Enfants du Soleil
La compagnie de cirque québécoise Les 7 doigts de la main est l’invitée d’honneur des Théâtres (Aix-Marseille) pour un Temps Fort Cirque imaginé par Dominique Bluzet, décliné en trois spectacles, trois lieux et trois thématiques. Rencontre.
Trois temps comme un seul et même élan pour partir à la rencontre d’un univers poétique et drôle, mariant arts de la scène, théâtre, cirque, danse, musique, performances et… surprises !
Une joyeuse main basse sur la ville pour Les 7 doigts de la main qui se clôturera par la présentation en première européenne de leur dernier opus, Cuisine et confessions, coproduit par le Grand Théâtre de Provence et le CNCDC de Châteauvallon, qui les suivent depuis dix ans.
Co-fondateur de la compagnie, Sébastien Soldevila a quitté le Cirque du Soleil, où il était acrobate, danseur et interprète, pour devenir créateur. « Nous sommes les enfants du Soleil. Tous les sept, nous avons créé le collectif pour faire de la mise en scène. Nous voulions un cirque plus humain, loin de l’extravagance du Cirque du Soleil et de ses super-héros. Pour Loft, notre première création, nous étions dans un appartement en pyjama. »

Données de segmentation
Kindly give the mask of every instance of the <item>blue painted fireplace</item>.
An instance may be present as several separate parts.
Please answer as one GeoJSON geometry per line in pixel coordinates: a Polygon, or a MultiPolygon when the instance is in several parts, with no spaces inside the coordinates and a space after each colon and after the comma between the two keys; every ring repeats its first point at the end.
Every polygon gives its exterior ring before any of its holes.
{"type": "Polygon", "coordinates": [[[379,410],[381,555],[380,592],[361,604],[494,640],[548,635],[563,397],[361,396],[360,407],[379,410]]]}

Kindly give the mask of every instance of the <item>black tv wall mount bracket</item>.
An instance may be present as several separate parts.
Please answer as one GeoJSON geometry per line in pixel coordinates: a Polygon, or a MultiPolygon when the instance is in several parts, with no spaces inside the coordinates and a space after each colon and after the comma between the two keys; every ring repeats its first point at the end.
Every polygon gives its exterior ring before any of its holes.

* Tâche courte *
D'après le document, quel était le titre de la première création des 7 doigts de la main ? Ces données forment un ensemble distinct du document.

* Réponse *
Leur première création s'intitulait Loft.